**Written problem**
Count the lines in the listing below that contain the string "spray", matching case exactly, and give only that number.

====

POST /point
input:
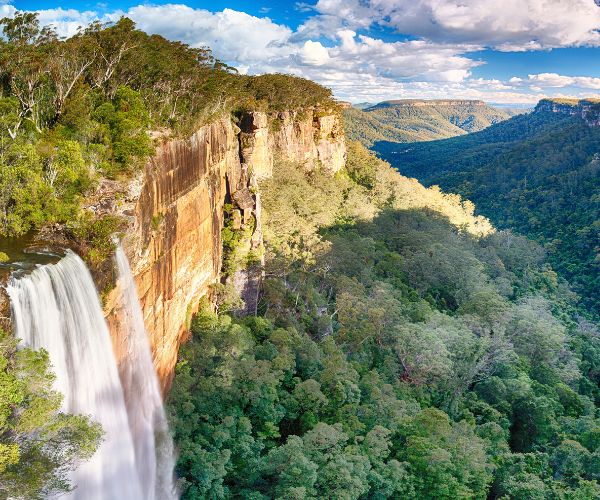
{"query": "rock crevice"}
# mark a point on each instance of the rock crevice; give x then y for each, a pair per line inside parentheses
(176, 215)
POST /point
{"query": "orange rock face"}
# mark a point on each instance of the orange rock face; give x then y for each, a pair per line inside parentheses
(174, 239)
(174, 246)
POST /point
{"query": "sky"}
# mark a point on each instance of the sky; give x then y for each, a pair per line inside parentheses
(501, 51)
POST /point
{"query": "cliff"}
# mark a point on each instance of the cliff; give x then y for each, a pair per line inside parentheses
(309, 138)
(587, 109)
(175, 210)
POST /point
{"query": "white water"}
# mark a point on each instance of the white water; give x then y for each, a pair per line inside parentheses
(152, 441)
(57, 307)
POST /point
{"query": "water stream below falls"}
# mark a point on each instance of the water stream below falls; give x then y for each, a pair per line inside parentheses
(56, 307)
(147, 420)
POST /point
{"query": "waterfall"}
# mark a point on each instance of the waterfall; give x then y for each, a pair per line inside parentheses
(57, 308)
(152, 441)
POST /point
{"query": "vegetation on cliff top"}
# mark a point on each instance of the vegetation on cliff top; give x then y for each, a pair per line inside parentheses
(74, 111)
(403, 349)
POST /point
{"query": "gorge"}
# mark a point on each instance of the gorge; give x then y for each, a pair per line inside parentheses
(186, 244)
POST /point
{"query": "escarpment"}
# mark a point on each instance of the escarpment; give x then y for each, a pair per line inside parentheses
(587, 109)
(175, 213)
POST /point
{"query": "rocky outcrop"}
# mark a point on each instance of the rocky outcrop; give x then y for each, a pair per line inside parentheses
(175, 210)
(587, 109)
(174, 238)
(311, 138)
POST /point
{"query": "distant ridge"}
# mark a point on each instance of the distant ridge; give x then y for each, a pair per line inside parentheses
(417, 120)
(538, 173)
(427, 103)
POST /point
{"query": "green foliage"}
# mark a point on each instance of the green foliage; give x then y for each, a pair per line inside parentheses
(97, 234)
(39, 445)
(403, 349)
(74, 111)
(537, 174)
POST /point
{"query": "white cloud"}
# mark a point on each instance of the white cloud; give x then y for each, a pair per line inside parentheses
(360, 67)
(314, 53)
(504, 24)
(554, 80)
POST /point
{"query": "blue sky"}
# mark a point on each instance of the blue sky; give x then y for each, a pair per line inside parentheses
(508, 51)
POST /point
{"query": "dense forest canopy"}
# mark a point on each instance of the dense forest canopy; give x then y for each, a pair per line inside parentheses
(536, 173)
(402, 349)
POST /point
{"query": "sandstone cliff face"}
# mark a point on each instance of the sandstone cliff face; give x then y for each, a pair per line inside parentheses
(175, 209)
(174, 238)
(310, 138)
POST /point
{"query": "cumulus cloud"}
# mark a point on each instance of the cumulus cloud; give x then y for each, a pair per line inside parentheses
(506, 25)
(554, 80)
(435, 62)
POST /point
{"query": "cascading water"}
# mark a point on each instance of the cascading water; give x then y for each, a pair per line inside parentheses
(57, 308)
(152, 440)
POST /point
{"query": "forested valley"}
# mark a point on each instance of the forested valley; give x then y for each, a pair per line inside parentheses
(536, 173)
(402, 347)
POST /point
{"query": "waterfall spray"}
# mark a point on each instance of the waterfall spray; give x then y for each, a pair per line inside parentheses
(152, 441)
(57, 308)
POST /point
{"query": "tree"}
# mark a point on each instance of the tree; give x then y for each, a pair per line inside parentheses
(39, 445)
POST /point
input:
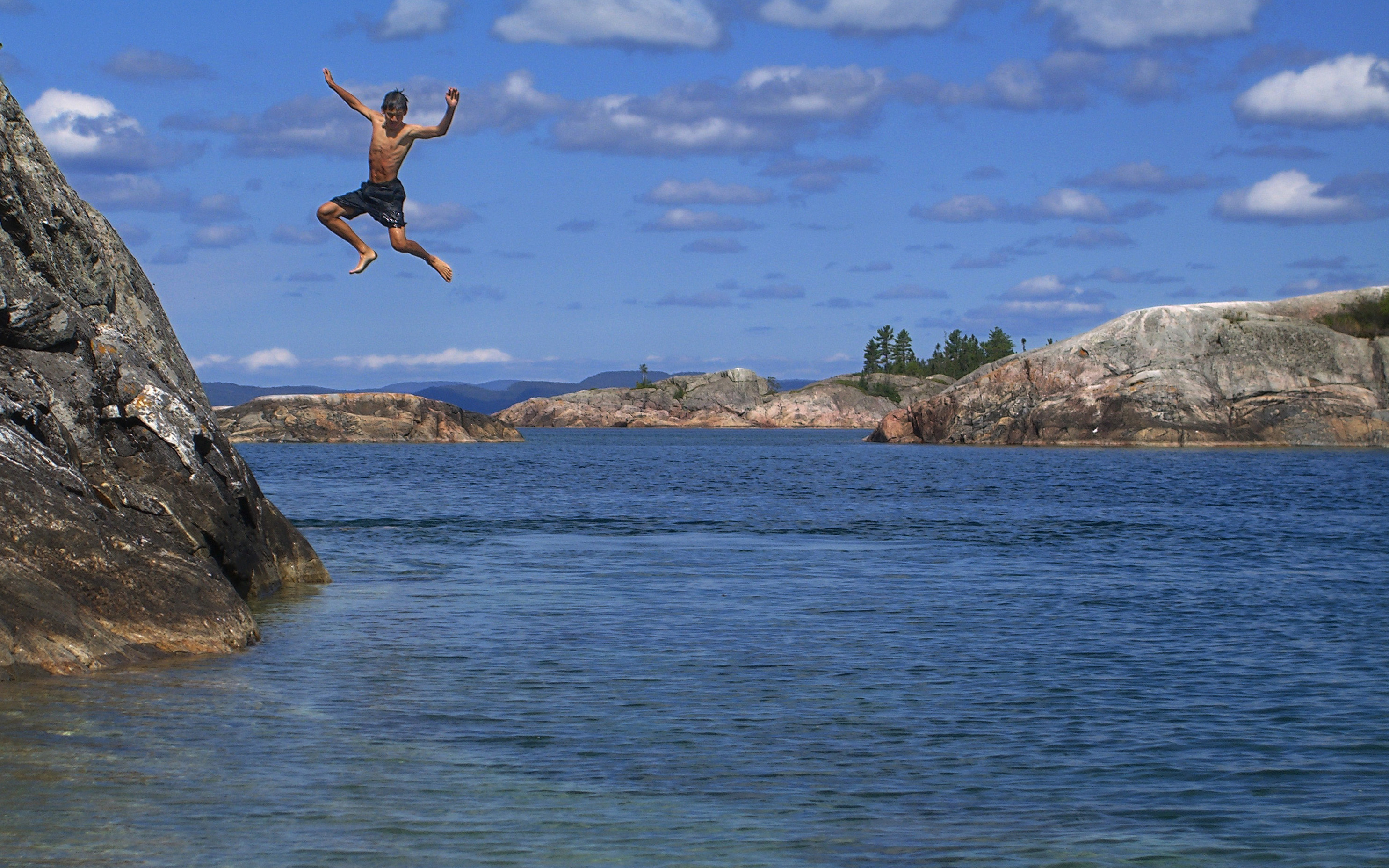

====

**Solution to this exercise**
2